*TASK INSTRUCTIONS*. Write out the material below word for word, leaving out the pictures.
<<<<
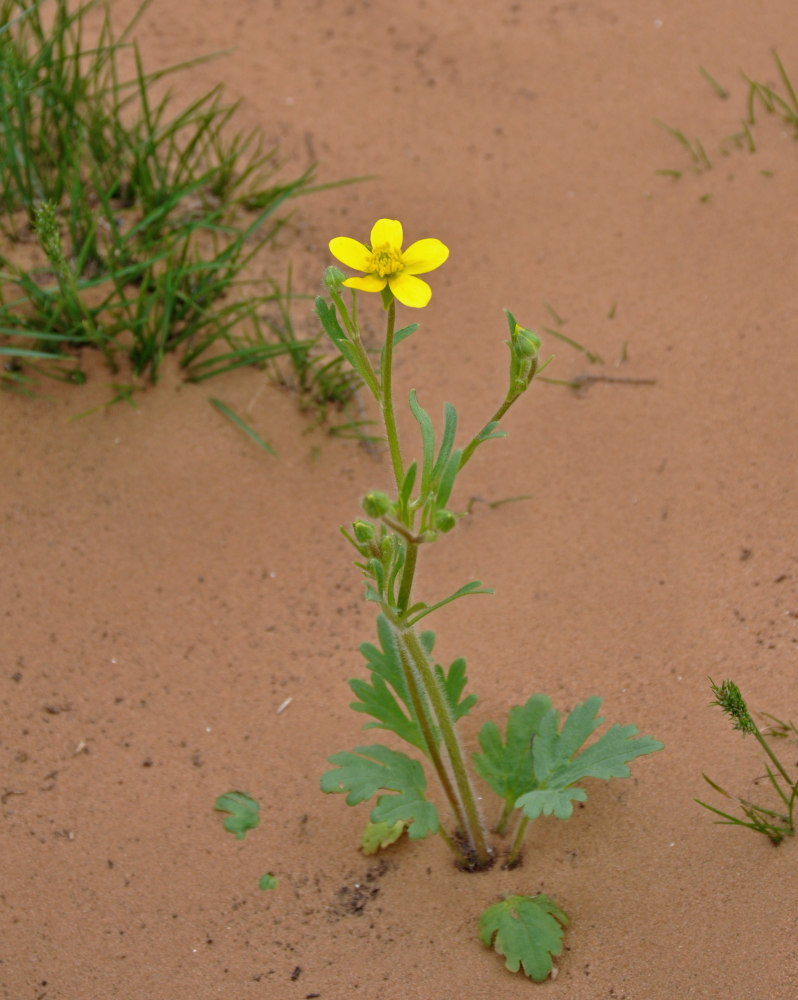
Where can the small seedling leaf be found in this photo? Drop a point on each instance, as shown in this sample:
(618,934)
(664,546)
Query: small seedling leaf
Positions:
(376,768)
(243,812)
(527,931)
(378,836)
>>>>
*EXERCISE ANSWER*.
Where can the small seedling leaf be found in this photo? Drop a point on each instance, as shown in this sample:
(618,934)
(664,546)
Query: small seedling leaf
Positions:
(376,768)
(243,812)
(527,931)
(378,836)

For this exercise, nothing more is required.